___ 本题材料
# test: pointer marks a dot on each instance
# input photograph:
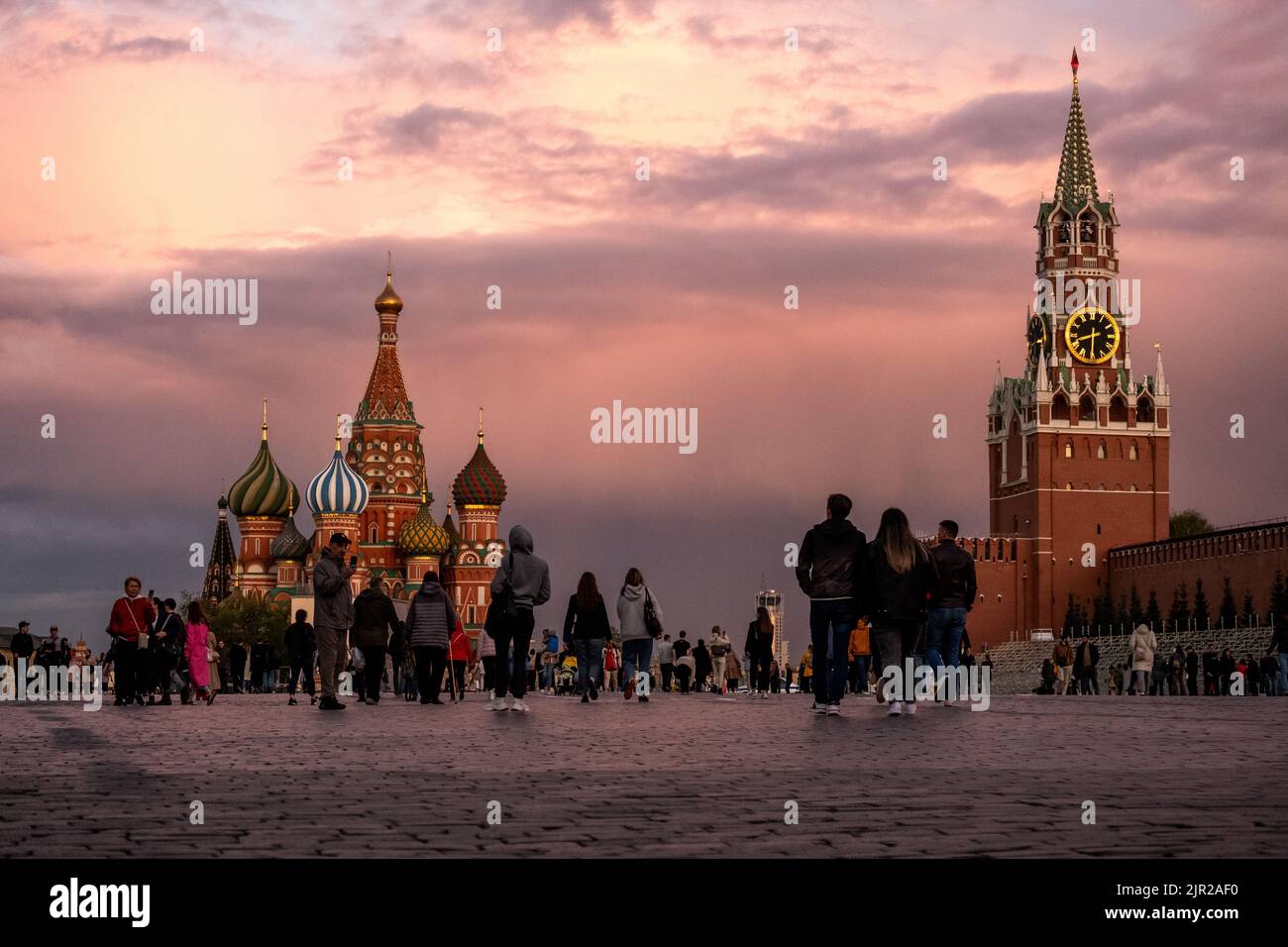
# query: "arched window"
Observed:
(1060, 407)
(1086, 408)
______
___ 本题材料
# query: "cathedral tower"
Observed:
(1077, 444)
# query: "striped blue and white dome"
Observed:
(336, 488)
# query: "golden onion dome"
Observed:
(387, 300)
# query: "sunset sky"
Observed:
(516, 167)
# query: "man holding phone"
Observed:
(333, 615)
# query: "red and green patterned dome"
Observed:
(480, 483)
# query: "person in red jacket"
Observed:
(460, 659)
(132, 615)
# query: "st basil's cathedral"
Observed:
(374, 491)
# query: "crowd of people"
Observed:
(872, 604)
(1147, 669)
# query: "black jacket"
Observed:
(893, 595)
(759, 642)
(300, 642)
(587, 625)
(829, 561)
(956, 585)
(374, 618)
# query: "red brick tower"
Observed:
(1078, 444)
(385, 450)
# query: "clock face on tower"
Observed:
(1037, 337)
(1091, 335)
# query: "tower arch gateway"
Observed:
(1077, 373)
______
**任务简述**
从上方材料中含有“blue and white”的那一行开始逐行照抄，抄到含有“(1077, 373)”的那一行后停止，首尾两行均包括在内。

**本题输出**
# query: "striped blue and white dome"
Observed:
(336, 488)
# query: "golden onion dome"
Observed:
(387, 300)
# query: "sunset sky"
Observed:
(516, 167)
# query: "man holding phone"
Observed:
(333, 615)
# query: "red and green patterned dome"
Observed:
(480, 483)
# query: "person in red jacket"
Observed:
(460, 659)
(132, 615)
# query: "st basil's cathedral"
Observed:
(374, 491)
# query: "crowd of people"
Observed:
(872, 604)
(1147, 669)
# query: "black jacket"
Observed:
(893, 595)
(759, 642)
(300, 642)
(587, 625)
(829, 561)
(956, 585)
(374, 618)
# query: "red brick tower"
Observed:
(1078, 444)
(385, 450)
# query: "clock face on tower"
Observed:
(1037, 337)
(1091, 335)
# query: "tower arch gateway"
Observed:
(1077, 373)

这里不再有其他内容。